**Activity:** Word for word, return the entries listed below.

---------------

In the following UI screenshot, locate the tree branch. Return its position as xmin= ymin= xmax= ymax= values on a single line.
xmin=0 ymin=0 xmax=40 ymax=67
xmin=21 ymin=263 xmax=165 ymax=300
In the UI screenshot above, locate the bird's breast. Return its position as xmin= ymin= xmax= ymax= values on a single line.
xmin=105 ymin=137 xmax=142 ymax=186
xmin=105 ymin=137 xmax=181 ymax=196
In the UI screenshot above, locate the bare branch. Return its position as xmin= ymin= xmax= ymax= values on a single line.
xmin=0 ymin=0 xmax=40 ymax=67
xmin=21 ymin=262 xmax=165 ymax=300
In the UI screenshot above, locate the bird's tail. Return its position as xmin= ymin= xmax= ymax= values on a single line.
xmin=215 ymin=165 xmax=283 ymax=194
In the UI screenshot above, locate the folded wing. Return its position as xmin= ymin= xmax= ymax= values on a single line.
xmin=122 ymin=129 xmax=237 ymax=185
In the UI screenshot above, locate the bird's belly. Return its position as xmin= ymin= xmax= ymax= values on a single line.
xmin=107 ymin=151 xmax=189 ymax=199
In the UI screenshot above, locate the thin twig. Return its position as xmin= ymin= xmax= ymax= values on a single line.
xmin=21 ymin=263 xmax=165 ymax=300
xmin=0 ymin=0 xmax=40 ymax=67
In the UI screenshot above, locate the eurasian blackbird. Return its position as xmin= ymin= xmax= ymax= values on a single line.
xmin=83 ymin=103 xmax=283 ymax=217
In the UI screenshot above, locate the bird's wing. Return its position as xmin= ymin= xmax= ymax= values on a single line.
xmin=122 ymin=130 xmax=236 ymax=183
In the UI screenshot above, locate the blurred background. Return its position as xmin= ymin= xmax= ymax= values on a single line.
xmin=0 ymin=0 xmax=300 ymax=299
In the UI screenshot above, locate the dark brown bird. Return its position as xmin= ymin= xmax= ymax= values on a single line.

---------------

**Output for this exercise:**
In the following UI screenshot, locate the tree branch. Return its position as xmin= ymin= xmax= ymax= values on a single line.
xmin=0 ymin=0 xmax=40 ymax=67
xmin=21 ymin=263 xmax=165 ymax=300
In the UI screenshot above, locate the bird's breast. Return its position as xmin= ymin= xmax= ymax= values on a single line.
xmin=105 ymin=137 xmax=142 ymax=186
xmin=105 ymin=137 xmax=181 ymax=196
In the UI screenshot above, locate the bare branch. Return its position as xmin= ymin= xmax= ymax= values on a single line.
xmin=0 ymin=0 xmax=40 ymax=67
xmin=21 ymin=262 xmax=165 ymax=300
In the UI screenshot above, locate the bird's tail. Return its position as xmin= ymin= xmax= ymax= values on a single line.
xmin=215 ymin=165 xmax=283 ymax=194
In the UI screenshot above, locate the folded wing. Return its position as xmin= ymin= xmax= ymax= values on a single line.
xmin=122 ymin=129 xmax=237 ymax=185
In the UI screenshot above, locate the bird's belly. Return its position as xmin= ymin= xmax= ymax= values on a single line.
xmin=107 ymin=151 xmax=189 ymax=199
In the UI screenshot above, locate the thin twig. Return its position as xmin= ymin= xmax= ymax= values on a single line.
xmin=21 ymin=263 xmax=165 ymax=300
xmin=0 ymin=0 xmax=40 ymax=67
In the UI screenshot above, locate the eurasian blackbird. Return its position as xmin= ymin= xmax= ymax= values on a single line.
xmin=83 ymin=103 xmax=283 ymax=217
In the UI screenshot above, locate the bird's wing. Return its position as xmin= ymin= xmax= ymax= values on a single line.
xmin=122 ymin=130 xmax=236 ymax=183
In the UI screenshot above, locate the blurred background. Return its position as xmin= ymin= xmax= ymax= values on a single line.
xmin=0 ymin=0 xmax=300 ymax=299
In the UI screenshot above, locate the dark brown bird. Return its position as xmin= ymin= xmax= ymax= values on a single line.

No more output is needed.